▸ **Brief**
What lines of the data include the string "rough"? Copy them all.

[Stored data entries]
—————
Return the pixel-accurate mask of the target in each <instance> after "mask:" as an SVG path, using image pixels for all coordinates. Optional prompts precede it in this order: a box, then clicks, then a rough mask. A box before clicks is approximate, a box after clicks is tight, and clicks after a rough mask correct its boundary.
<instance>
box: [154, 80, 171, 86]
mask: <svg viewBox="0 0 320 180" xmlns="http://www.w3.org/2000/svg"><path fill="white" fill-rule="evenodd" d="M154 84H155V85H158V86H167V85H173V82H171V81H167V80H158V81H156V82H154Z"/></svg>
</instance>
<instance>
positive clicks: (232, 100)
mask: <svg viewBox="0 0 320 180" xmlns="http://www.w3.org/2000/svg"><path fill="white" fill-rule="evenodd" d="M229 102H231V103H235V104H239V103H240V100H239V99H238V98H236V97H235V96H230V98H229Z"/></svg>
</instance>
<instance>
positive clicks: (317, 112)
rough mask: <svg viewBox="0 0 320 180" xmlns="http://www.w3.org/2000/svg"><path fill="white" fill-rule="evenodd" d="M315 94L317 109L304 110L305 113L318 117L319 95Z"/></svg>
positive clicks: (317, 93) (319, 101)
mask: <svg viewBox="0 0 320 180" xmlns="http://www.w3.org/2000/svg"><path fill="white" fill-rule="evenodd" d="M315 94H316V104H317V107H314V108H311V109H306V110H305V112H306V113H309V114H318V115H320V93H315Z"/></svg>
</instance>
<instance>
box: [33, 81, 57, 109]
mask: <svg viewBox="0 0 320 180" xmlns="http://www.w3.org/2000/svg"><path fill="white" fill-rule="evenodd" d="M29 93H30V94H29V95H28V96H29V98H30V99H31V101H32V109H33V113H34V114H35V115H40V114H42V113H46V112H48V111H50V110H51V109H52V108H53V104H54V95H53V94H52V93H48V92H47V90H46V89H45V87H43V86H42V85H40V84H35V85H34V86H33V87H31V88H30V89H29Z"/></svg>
—————
▸ **Problem solution**
Return the pixel-accurate mask of the target in each <instance> after "mask:" as an SVG path, using image pixels for all coordinates. Optional prompts precede it in this order: a box, then clicks, then a rough mask. A box before clicks is approximate, a box after clicks is tight, and clicks after a rough mask correct its boundary.
rough mask: <svg viewBox="0 0 320 180" xmlns="http://www.w3.org/2000/svg"><path fill="white" fill-rule="evenodd" d="M315 94L317 109L304 110L305 113L318 117L319 95Z"/></svg>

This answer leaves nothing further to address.